(Position annotation records)
□ □ □
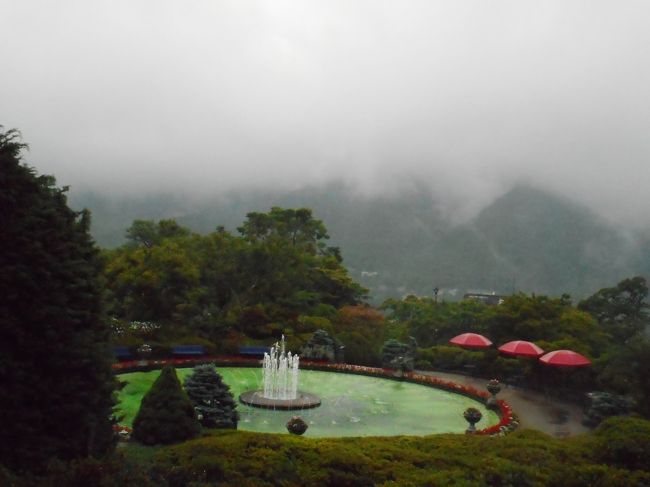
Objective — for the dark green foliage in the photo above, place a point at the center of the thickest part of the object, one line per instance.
(398, 355)
(321, 346)
(277, 270)
(211, 397)
(624, 442)
(166, 414)
(622, 310)
(57, 383)
(520, 459)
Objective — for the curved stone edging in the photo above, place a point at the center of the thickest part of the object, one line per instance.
(506, 424)
(305, 400)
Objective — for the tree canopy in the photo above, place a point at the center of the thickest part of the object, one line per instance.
(57, 383)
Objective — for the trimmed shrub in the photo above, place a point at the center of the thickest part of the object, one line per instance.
(166, 414)
(624, 442)
(211, 397)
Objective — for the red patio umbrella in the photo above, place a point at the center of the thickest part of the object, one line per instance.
(471, 340)
(565, 358)
(521, 348)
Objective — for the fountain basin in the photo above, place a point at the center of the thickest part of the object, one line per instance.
(303, 400)
(351, 404)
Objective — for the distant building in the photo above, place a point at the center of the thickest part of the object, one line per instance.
(493, 299)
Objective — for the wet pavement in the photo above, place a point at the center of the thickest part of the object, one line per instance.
(534, 409)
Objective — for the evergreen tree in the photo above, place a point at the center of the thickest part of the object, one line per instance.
(212, 398)
(57, 382)
(166, 414)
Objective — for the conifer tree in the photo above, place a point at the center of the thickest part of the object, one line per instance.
(166, 414)
(57, 383)
(212, 398)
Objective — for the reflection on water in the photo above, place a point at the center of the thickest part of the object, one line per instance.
(354, 405)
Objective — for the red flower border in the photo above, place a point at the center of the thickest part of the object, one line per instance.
(504, 410)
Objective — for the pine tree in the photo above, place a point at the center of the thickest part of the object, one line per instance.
(212, 398)
(57, 382)
(166, 414)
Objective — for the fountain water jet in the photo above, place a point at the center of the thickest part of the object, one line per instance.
(280, 383)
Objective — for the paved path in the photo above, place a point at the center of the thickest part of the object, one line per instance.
(554, 417)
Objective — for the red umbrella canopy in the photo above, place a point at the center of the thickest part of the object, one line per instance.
(565, 358)
(472, 340)
(521, 348)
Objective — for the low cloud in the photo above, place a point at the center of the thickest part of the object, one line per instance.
(466, 97)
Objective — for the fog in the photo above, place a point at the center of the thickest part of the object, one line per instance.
(466, 97)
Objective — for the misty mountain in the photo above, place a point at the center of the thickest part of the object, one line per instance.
(526, 240)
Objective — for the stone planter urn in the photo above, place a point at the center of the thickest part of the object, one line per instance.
(472, 416)
(296, 425)
(144, 351)
(493, 387)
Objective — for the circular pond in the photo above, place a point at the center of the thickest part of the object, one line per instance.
(352, 405)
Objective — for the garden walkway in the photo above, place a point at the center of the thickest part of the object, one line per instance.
(550, 415)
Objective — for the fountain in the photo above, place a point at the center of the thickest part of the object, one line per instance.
(280, 383)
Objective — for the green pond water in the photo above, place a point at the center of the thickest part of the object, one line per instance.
(352, 405)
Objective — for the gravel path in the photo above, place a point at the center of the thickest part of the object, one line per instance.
(554, 417)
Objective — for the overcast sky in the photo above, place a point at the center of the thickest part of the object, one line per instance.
(466, 96)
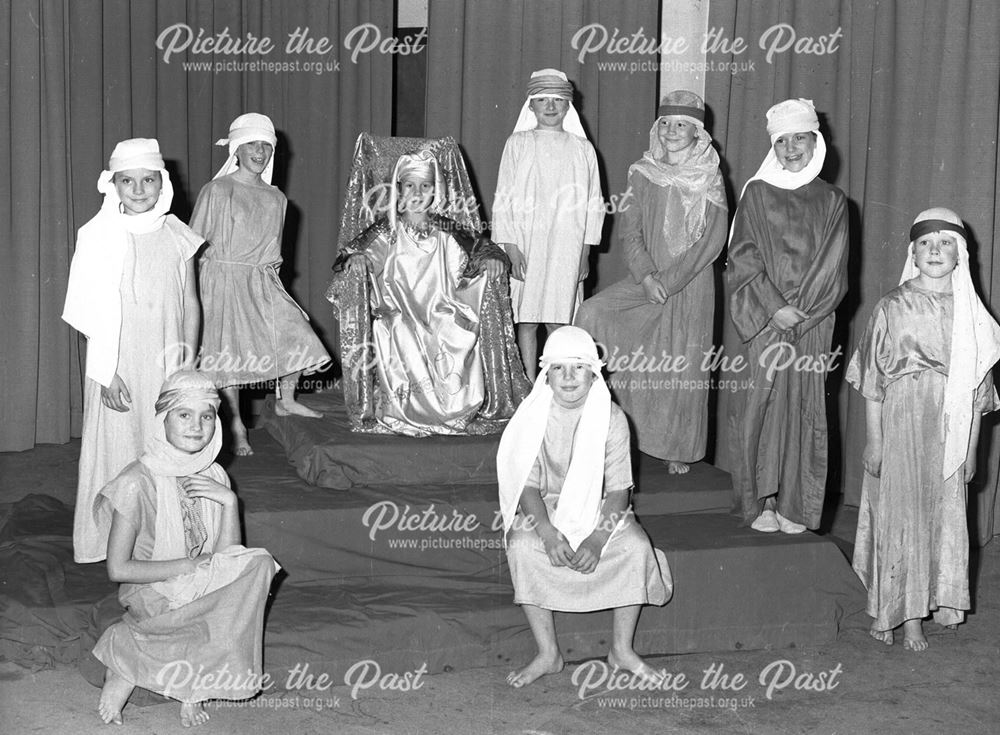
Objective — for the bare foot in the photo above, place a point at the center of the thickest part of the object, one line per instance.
(193, 714)
(631, 661)
(882, 636)
(294, 408)
(913, 635)
(114, 695)
(539, 666)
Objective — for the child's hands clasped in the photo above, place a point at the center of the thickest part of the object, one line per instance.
(517, 264)
(116, 396)
(589, 553)
(787, 317)
(494, 268)
(199, 486)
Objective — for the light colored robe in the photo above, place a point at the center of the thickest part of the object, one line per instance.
(426, 333)
(912, 544)
(668, 407)
(789, 246)
(154, 278)
(630, 572)
(548, 203)
(195, 636)
(253, 331)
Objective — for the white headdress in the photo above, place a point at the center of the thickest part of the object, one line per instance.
(246, 129)
(579, 508)
(549, 83)
(93, 300)
(975, 336)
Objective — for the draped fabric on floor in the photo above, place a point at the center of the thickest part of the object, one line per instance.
(909, 96)
(82, 76)
(909, 103)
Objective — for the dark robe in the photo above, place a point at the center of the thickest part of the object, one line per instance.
□ □ □
Write out every line above exactly as it is, leaving out the pictures.

**Answer below**
Objective — for the dark green foliage in the photo above, place a point at the center of the thickest part of the object, one line per instance.
(398, 355)
(321, 346)
(277, 270)
(211, 397)
(624, 442)
(166, 414)
(622, 310)
(57, 383)
(520, 459)
Objective — for the curved stone edging in the photo above, place a point at the center of the thickest part of the object, one line per instance.
(506, 424)
(305, 400)
Objective — for the tree canopy in the photo above, place a point at the center of the thickest part of the object, one line per instance.
(57, 383)
Objective — for the trimmed shrub in the photo above, place a point at the center of the thickest part of the object, one line per instance.
(166, 414)
(624, 442)
(211, 397)
Objective — for the red patio umbrella in the photo above, place a point at the center of the thickest part of the object, one line per instance.
(471, 340)
(565, 358)
(521, 348)
Objective — for the fountain basin in the photo above, place a point at the center of the thickest part of the object, one line per instance.
(303, 400)
(351, 404)
Objective — for the distant building in the photo above, place a point at the center of the thickest part of the object, one line per instance.
(493, 299)
Objective — for the wet pavement in the photo above, place a point at the center of the thickest part of the object, one line per instance.
(534, 409)
Objective — for the evergreen tree in the photo above, place a point at the center of the thickest part of the object, one line per instance.
(212, 398)
(57, 382)
(166, 414)
Objective — for the conifer tree in the photo above, place a point at the center of the thickest part of the object, one line per instance.
(166, 414)
(57, 383)
(212, 398)
Objective — for the reflection on water in the photo above, place a point at the center of the thickest part of the object, one line per instance.
(354, 405)
Objective — for the red flower border in the photo above, place a point at the center of the thickest part of the object, one line per instance.
(504, 410)
Objective — for the pine tree in the photo above, place a point at the center of the thickest part of the object, one line per instance.
(212, 398)
(57, 382)
(166, 414)
Objective — for the fountain water jet in the photo above, place a point at the center of the thickest part of the object, one line per instance.
(280, 383)
Objective — for the paved path in the photo above, place a point at the center of the thickest part of the object, one line per instance.
(554, 417)
Objective — for the red umbrella canopy in the photo above, place a point at the center of the thickest part of the object, one line per instance.
(565, 358)
(472, 340)
(521, 348)
Objective — for the low cloud in the photo above, place a point at the center of the thickest part of the object, one line per instance.
(466, 97)
Objective — for the fog in the photo above, place a point at the center of the thickest part of the object, one line per instance.
(466, 97)
Objective — for the misty mountain in the photo above, place a point at the center of the thickest part of the object, one line per instance.
(526, 240)
Objective — for the stone planter urn in the photo above, place a point at the center of the thickest part of the object, one line per instance.
(472, 416)
(296, 425)
(144, 351)
(493, 387)
Objective — for the circular pond in the photo above, place a point at the center of the thickest part of the object, one line per instance.
(352, 405)
Objective — for the garden walkway in the photo above, place a point at the center of the thickest part of the object, one line per instance.
(550, 415)
Objective — for the fountain in the photo above, place a point at the center of the thickest part of the object, one line per instance.
(280, 383)
Objective — for the green pond water in the photo above, place a point at the center of the thickest part of the object, one line per instance.
(352, 405)
Objective — for the gravel path in the photo above, place a point at the center of the thickest part of the object, one line per instance.
(554, 417)
Objective — for the overcast sky in the photo above, place a point at the center of the thickest part of the object, one line per instance.
(466, 96)
Objective — for the bare foot in the photo above, place a point at the center of the thickest part of the object, one line per instance.
(193, 714)
(631, 661)
(882, 636)
(294, 408)
(913, 635)
(114, 695)
(539, 666)
Objective — for the child's hands clasped in the photo above, place a point at the center of the thickest part of the object, one line per instance.
(517, 264)
(116, 396)
(589, 553)
(787, 317)
(494, 268)
(199, 486)
Objective — for the light colored robe in the photo above, place a point at the center of the thickest part of the object, one line per instance.
(426, 333)
(912, 544)
(668, 407)
(789, 246)
(154, 278)
(630, 572)
(548, 203)
(195, 636)
(253, 331)
Objective — for the white headdress in the photo above, place a point at the center of the thickest part of the object, one line per instance.
(246, 129)
(579, 508)
(549, 83)
(93, 300)
(975, 336)
Objective — for the draped fabric on floor in the photo above, place a point at the center of the thickest part of the object, one line per instance.
(909, 96)
(82, 76)
(909, 103)
Objective — for the dark robe in the photo above, place a point at the center of the thickest part of the object, one line per instance.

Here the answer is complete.